→ **SELECTED EXTRACT**
# Frozen nightcrawlers ?



## bear catcher (Nov 5, 2003)

As I was putting a wax worm on my hook today, I thought since I was using an ice fishing bait in the summer time why couldn't I freeze some crawlers then use them ice fishing, ya know small pieces. Any body ever try this?


----------



## Radar420 (Oct 7, 2004)

I'm only guessing but I think if you were to cut up night crawlers and then freeze them they would probably be one mushy mess once they thaw.

However, I do know that there are several members on here who buy fresh night crawlers near ice out/last ice and seem to do pretty well.


----------



## frenchriver1 (Jul 5, 2005)

Frozen crawler will turn soft and mushy when defrosted, leaving them virtually unable to stay on the hook, I know...


----------



## love2fish93 (Jul 22, 2007)

if you do it right, you can make a crawler box for about $10. I got two 3 gallon rubbermaid containers and in the bottom of one, I put holes about 1 inch apart to cover the entire bottom. I believe i used a 3/8" bit to drill 'em. after that, get something to put between the top and bottom containers so they dont compress when you stack em. I use the worm bedding availible at meijers, I think it was 5 bucks for 5 pounds, which will last me more than a month. I currently have 4 doz in my setup and I have had no problems. Feel free to pm me for other details that I may have left out, or for pics.

Pat


----------



## Rat City Hooker (Jan 30, 2003)

love2fish93 said:


> if you do it right, you can make a crawler box for about $10. I got two 3 gallon rubbermaid containers and in the bottom of one, I put holes about 1 inch apart to cover the entire bottom. I believe i used a 3/8" bit to drill 'em. after that, get something to put between the top and bottom containers so they dont compress when you stack em. I use the worm bedding availible at meijers, I think it was 5 bucks for 5 pounds, which will last me more than a month. I currently have 4 doz in my setup and I have had no problems. Feel free to pm me for other details that I may have left out, or for pics.

(Entries for bounding box labeling)

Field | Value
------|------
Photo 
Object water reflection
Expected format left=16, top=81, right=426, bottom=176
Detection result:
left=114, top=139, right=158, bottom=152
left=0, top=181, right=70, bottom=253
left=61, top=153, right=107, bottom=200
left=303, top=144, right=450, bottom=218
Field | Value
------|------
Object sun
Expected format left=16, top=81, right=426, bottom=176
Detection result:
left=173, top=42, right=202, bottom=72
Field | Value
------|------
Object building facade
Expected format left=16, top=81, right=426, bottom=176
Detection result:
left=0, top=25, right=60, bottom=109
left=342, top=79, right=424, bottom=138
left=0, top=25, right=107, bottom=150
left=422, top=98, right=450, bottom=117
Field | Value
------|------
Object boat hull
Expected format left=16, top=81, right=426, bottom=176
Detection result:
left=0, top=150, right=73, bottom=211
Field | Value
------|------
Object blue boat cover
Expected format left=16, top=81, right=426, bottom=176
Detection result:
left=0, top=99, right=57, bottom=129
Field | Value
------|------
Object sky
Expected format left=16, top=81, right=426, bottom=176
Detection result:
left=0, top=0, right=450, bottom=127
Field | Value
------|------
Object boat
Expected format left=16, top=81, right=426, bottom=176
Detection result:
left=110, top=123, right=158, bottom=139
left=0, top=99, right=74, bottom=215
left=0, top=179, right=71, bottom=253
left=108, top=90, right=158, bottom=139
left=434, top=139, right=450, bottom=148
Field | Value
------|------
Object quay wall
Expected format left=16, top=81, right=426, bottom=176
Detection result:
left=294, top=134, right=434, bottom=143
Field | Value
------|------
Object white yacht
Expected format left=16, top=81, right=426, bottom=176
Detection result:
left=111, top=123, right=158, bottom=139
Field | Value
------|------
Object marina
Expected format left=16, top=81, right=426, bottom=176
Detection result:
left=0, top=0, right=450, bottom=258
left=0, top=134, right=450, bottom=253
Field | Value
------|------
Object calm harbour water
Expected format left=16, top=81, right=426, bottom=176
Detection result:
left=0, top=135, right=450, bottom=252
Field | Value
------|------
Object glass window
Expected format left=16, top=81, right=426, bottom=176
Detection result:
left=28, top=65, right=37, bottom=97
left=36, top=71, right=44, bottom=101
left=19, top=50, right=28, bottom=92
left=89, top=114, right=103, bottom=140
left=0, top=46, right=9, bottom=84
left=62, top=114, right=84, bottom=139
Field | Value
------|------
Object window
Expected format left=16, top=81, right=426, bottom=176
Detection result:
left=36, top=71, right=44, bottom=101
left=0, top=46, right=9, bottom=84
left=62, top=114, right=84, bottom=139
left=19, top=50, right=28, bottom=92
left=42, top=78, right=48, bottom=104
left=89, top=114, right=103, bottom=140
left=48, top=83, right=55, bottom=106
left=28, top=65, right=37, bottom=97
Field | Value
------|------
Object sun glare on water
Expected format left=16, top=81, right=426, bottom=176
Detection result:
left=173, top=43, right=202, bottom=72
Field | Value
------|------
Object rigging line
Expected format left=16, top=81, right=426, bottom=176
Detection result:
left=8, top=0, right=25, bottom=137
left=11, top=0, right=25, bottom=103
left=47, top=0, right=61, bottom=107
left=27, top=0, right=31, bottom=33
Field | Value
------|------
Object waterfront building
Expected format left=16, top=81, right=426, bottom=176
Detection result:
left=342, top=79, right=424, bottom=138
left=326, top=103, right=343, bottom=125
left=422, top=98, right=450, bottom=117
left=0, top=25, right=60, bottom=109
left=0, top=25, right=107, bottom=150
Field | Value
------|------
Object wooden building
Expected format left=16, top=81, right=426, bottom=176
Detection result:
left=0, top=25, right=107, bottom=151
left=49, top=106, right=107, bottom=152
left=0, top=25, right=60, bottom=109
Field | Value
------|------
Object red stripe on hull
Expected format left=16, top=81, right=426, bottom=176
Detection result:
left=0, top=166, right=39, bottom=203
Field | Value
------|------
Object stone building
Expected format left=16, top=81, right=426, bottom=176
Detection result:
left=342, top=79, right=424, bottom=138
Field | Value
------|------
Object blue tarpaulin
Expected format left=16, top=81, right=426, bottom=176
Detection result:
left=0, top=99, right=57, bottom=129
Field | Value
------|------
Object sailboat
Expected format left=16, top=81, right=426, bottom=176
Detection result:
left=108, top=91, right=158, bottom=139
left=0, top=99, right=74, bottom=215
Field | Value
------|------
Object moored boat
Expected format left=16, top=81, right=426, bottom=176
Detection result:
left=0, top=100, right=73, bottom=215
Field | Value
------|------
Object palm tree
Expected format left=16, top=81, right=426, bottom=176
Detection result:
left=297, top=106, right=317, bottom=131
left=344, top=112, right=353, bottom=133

→ **TASK SET**
A. Answer these questions from the thread on frozen nightcrawlers, one answer per line:
(i) What bait was bear catcher putting on the hook?
(ii) According to frenchriver1, what happens to frozen crawler once it is defrosted?
(iii) What size bit does love2fish93 believe was used to drill the holes?
B. Copy a passage from the thread on frozen nightcrawlers word for word. Begin at the words "## Radar420 (Oct" and stop after "do pretty well.".
C. List the usernames of everyone who posted in the thread on frozen nightcrawlers.

→ **ANSWERS FOR THIS EXERCISE**
A.
(i) A wax worm.
(ii) It turns soft and mushy, leaving it virtually unable to stay on the hook.
(iii) A 3/8" bit.

B.
## Radar420 (Oct 7, 2004)

I'm only guessing but I think if you were to cut up night crawlers and then freeze them they would probably be one mushy mess once they thaw.

However, I do know that there are several members on here who buy fresh night crawlers near ice out/last ice and seem to do pretty well.

C.
bear catcher
Radar420
frenchriver1
love2fish93
Rat City Hooker